EXERCISE TASK 1 →
From the Charles library text, list the data structure types that it says the library has in addition to lists and vectors.

EXTRACT →
+ + + + + + +
Charles: A Data Structure Library for Ada95

Matthew Heaney

Charles is a data structure library for Ada95, modelled principally on the C++ STL. It features both ordered (lists and arrays) and unordered (sets and maps) collections.

Associated with each data structure type is a separate iterator type, which allows you to visit each item in the container. In particular, an iterator abstracts away differences in specific container types, allowing you to view the collection simply as a sequence of items. A generic algorithm (for sorting, say) can be written in terms of an iterator, so that you can use the algorithm over any data structure having an iterator with the requisite operations.

Data structures are categorized by their time and space semantics. A list has constant time insertion and removal of items, but searching for an item requires linear time. An array ("vector") has constant time searching ("random access"), but insertions and removal require time proportional the length of the array. (A "deque" is another STL data structure that supports constant time insertion of items at the either end of the sequence, and allows random access of elements. This data structure is planned for a future version of Charles.)

In addition to lists and vectors, the Charles library has set, multi-set, map, and multi-map data structure types. A map is an "associative container" that allows you to index an item by some other arbitrary type. These data structures are extremely useful for testing membership of an item in a collection. In Charles all of these types are are implemented using a red-black tree, so finding an item requires only logarithmic time. (Note that even though sets and maps are traditionally "unordered" data structures, for pragmatic reasons the item type used to instantiate the component must have a relational operator.)
+ + + + + + +
Some rows
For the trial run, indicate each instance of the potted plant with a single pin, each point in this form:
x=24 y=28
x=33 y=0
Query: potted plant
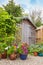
x=3 y=50
x=34 y=49
x=0 y=51
x=23 y=51
x=11 y=53
x=41 y=50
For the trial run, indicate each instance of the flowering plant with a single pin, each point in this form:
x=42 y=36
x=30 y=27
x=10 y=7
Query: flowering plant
x=23 y=49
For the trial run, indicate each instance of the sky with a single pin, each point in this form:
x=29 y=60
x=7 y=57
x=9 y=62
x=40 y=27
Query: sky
x=27 y=5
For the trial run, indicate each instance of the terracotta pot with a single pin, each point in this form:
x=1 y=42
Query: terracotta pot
x=0 y=56
x=12 y=56
x=4 y=55
x=35 y=54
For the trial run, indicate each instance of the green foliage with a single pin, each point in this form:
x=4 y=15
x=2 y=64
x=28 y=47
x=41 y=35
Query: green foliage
x=8 y=27
x=2 y=47
x=38 y=24
x=13 y=9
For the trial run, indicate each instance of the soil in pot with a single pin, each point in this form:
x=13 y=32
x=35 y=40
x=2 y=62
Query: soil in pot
x=4 y=55
x=35 y=54
x=12 y=56
x=23 y=56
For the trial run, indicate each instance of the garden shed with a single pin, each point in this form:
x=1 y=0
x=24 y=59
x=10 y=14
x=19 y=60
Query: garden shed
x=28 y=31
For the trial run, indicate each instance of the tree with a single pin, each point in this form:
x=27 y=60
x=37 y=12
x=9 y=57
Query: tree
x=36 y=17
x=13 y=9
x=8 y=27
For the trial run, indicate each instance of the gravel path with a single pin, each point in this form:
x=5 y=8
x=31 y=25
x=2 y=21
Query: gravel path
x=31 y=60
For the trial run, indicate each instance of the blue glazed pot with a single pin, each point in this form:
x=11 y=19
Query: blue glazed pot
x=23 y=56
x=40 y=54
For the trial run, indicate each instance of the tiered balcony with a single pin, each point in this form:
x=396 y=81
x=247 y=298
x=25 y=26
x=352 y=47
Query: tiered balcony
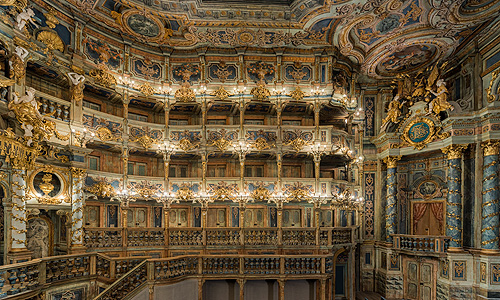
x=196 y=238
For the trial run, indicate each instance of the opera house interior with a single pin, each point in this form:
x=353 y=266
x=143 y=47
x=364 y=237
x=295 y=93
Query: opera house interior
x=249 y=150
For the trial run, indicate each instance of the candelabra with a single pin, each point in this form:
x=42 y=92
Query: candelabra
x=82 y=138
x=346 y=201
x=278 y=199
x=167 y=199
x=203 y=199
x=242 y=199
x=124 y=197
x=318 y=199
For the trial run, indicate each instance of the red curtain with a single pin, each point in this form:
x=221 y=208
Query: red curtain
x=437 y=210
x=418 y=212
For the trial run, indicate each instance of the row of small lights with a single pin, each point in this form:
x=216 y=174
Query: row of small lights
x=241 y=90
x=279 y=195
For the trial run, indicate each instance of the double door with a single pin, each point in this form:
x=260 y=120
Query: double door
x=419 y=279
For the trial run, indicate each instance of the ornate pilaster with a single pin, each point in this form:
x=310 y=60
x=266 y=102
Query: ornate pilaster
x=454 y=199
x=490 y=206
x=390 y=209
x=77 y=203
x=19 y=220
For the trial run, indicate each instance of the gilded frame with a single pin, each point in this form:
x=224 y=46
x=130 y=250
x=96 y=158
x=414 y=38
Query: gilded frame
x=419 y=145
x=64 y=184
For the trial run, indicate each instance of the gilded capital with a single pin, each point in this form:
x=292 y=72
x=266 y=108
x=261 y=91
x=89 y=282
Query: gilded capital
x=392 y=161
x=490 y=147
x=454 y=151
x=77 y=172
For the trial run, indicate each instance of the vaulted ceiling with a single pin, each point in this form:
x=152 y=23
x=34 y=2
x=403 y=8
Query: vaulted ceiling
x=382 y=37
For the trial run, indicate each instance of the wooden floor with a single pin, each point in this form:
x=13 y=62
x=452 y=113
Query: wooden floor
x=367 y=296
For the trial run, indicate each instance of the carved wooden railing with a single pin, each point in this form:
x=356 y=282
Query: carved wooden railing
x=222 y=237
x=421 y=243
x=220 y=267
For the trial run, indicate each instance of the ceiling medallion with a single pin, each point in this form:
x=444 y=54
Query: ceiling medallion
x=51 y=40
x=260 y=93
x=221 y=93
x=185 y=94
x=144 y=26
x=146 y=89
x=102 y=76
x=297 y=94
x=421 y=131
x=260 y=193
x=185 y=144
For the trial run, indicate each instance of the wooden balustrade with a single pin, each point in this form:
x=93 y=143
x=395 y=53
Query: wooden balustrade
x=181 y=237
x=220 y=267
x=127 y=274
x=421 y=243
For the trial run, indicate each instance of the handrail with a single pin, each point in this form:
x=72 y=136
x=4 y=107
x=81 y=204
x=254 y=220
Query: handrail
x=221 y=266
x=133 y=276
x=421 y=243
x=213 y=237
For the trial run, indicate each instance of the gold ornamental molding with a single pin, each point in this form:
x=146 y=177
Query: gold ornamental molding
x=454 y=151
x=15 y=150
x=102 y=189
x=392 y=161
x=491 y=147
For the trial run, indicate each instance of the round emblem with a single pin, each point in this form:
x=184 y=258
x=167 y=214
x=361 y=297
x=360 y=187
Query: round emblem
x=146 y=27
x=143 y=26
x=419 y=132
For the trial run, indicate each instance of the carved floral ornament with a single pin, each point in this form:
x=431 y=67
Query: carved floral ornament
x=491 y=147
x=421 y=131
x=392 y=161
x=102 y=188
x=454 y=151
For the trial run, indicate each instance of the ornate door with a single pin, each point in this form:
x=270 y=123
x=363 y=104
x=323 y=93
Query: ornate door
x=254 y=217
x=178 y=217
x=291 y=218
x=216 y=217
x=419 y=279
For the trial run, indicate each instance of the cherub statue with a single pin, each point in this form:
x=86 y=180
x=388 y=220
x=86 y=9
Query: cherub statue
x=16 y=63
x=24 y=17
x=32 y=121
x=76 y=87
x=393 y=111
x=440 y=103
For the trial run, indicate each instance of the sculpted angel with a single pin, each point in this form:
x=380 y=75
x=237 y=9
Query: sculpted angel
x=440 y=103
x=393 y=112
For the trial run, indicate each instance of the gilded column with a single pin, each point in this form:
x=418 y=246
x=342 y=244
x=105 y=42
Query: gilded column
x=490 y=206
x=391 y=186
x=19 y=220
x=77 y=203
x=454 y=199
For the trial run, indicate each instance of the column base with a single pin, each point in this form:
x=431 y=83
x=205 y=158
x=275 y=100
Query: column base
x=455 y=250
x=495 y=252
x=77 y=249
x=18 y=255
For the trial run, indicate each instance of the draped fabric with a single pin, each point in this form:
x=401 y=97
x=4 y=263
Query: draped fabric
x=418 y=212
x=437 y=210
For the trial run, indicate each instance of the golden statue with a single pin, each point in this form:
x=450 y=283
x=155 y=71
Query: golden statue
x=393 y=111
x=46 y=186
x=440 y=103
x=36 y=127
x=16 y=64
x=77 y=87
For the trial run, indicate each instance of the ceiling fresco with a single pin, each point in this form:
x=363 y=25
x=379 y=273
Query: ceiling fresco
x=380 y=38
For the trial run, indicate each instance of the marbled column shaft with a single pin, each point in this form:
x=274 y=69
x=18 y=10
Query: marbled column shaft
x=490 y=209
x=390 y=209
x=77 y=211
x=18 y=224
x=454 y=203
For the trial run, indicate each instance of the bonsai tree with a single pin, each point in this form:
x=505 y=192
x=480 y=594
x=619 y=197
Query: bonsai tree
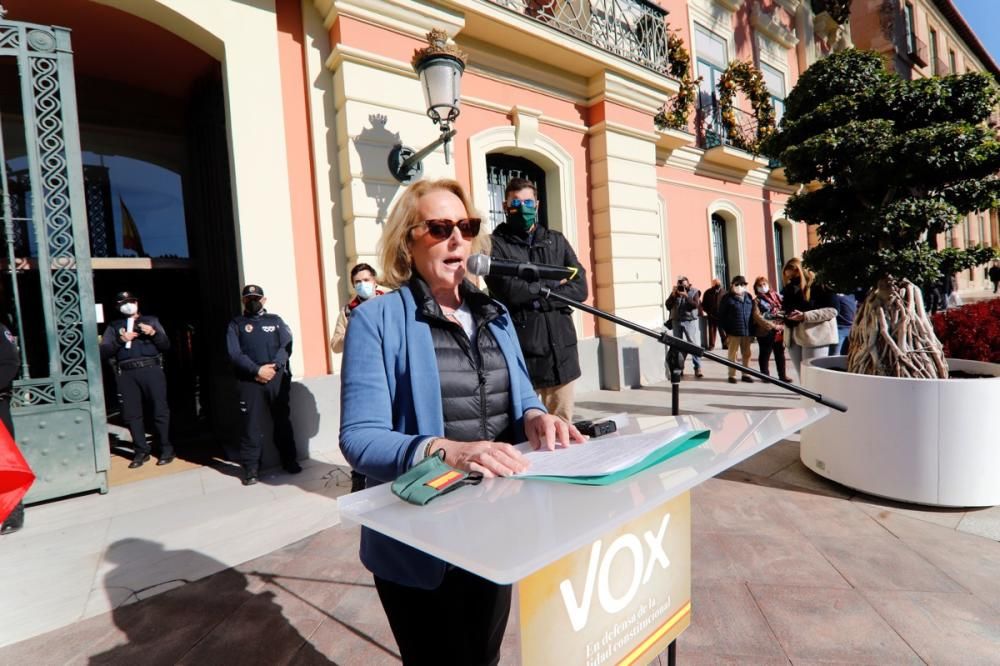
x=887 y=165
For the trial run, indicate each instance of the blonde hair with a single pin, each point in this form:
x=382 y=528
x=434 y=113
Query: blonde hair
x=394 y=247
x=808 y=277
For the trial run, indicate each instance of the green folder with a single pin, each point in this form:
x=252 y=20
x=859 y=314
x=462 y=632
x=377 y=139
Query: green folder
x=679 y=445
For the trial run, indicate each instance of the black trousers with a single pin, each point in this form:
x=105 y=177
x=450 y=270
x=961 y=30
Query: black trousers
x=145 y=387
x=16 y=517
x=462 y=622
x=256 y=399
x=765 y=346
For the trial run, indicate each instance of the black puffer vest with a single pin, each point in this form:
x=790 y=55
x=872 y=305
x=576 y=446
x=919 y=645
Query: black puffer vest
x=475 y=383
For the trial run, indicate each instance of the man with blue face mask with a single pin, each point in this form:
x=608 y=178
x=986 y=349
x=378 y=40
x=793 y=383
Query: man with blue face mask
x=365 y=287
x=134 y=347
x=544 y=328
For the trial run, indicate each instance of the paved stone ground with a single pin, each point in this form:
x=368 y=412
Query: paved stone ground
x=788 y=568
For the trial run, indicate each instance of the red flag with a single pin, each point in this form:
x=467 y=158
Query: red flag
x=131 y=240
x=15 y=475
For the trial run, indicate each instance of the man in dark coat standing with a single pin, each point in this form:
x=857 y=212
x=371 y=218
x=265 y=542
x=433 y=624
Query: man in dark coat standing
x=259 y=344
x=544 y=328
x=735 y=318
x=134 y=347
x=710 y=306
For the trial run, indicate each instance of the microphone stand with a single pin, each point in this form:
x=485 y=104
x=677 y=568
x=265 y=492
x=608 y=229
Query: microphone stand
x=678 y=346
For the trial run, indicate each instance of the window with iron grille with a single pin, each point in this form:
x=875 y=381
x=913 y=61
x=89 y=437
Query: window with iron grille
x=779 y=250
x=720 y=248
x=500 y=169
+ + + + + + +
EXERCISE TASK 2 →
In the rows, substitute "single marker" for "single pin" in the stretch from the line containing "For the trial run, indicate each instance of the ceiling fresco" through the line containing "x=887 y=165", and give only those lines with nothing else changed. Omit the pictures.

RIGHT ANSWER 1 →
set, multi-set, map, multi-map

RIGHT ANSWER 2 →
For the trial run, indicate each instance of the ceiling fresco with a single marker, each point in this form:
x=363 y=25
x=379 y=273
Query: ceiling fresco
x=380 y=38
For the trial run, indicate each instance of the marbled column shaft with a single marker, each point in this form:
x=274 y=69
x=18 y=10
Query: marbled column shaft
x=490 y=209
x=390 y=209
x=77 y=211
x=18 y=224
x=454 y=203
For the trial run, indicate each instance of the bonsai tree with a single marker, each point in this form:
x=505 y=192
x=480 y=594
x=619 y=197
Query: bonsai tree
x=887 y=165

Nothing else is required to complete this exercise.